------ Dati mostrati ------

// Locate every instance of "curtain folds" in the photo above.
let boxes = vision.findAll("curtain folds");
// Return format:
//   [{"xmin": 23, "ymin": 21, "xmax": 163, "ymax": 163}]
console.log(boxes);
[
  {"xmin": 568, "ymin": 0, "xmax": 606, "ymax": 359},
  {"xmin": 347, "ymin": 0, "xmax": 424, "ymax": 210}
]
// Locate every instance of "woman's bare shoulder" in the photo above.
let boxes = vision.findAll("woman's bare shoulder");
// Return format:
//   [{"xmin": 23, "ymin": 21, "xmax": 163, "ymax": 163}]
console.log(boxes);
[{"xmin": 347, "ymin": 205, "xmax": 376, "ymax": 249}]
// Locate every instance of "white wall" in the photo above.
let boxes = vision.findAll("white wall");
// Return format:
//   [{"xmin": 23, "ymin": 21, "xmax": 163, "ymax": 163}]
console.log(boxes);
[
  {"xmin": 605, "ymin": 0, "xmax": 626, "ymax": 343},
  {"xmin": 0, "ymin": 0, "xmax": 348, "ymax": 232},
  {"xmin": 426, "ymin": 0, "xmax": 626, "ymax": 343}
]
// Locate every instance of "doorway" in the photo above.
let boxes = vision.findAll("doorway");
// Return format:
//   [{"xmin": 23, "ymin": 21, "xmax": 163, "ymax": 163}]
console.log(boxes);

------

** Consegna **
Trasforma in un elenco numerato tutte le righe delle voci riportate sopra, tralasciando quelle vuote.

** Soluzione scritta **
1. // Locate every instance of "curtain folds" in the photo above.
2. let boxes = vision.findAll("curtain folds");
3. // Return format:
4. //   [{"xmin": 23, "ymin": 21, "xmax": 163, "ymax": 163}]
5. console.log(boxes);
6. [
7.   {"xmin": 568, "ymin": 0, "xmax": 606, "ymax": 359},
8.   {"xmin": 347, "ymin": 0, "xmax": 424, "ymax": 210}
9. ]
10. // Locate every instance of "woman's bare shoulder" in the photo above.
11. let boxes = vision.findAll("woman's bare shoulder");
12. // Return format:
13. //   [{"xmin": 23, "ymin": 21, "xmax": 163, "ymax": 163}]
14. console.log(boxes);
15. [{"xmin": 347, "ymin": 205, "xmax": 376, "ymax": 249}]
16. // Locate every instance of "white wall" in the photo above.
17. let boxes = vision.findAll("white wall");
18. // Return format:
19. //   [{"xmin": 23, "ymin": 21, "xmax": 163, "ymax": 163}]
20. console.log(boxes);
21. [
22.   {"xmin": 605, "ymin": 0, "xmax": 626, "ymax": 343},
23.   {"xmin": 0, "ymin": 0, "xmax": 348, "ymax": 232},
24.   {"xmin": 426, "ymin": 0, "xmax": 626, "ymax": 343}
25. ]
26. // Locate every instance of "doorway" in the photo above.
27. let boxes = vision.findAll("doorway");
28. // Return format:
29. //   [{"xmin": 23, "ymin": 21, "xmax": 163, "ymax": 163}]
30. console.log(boxes);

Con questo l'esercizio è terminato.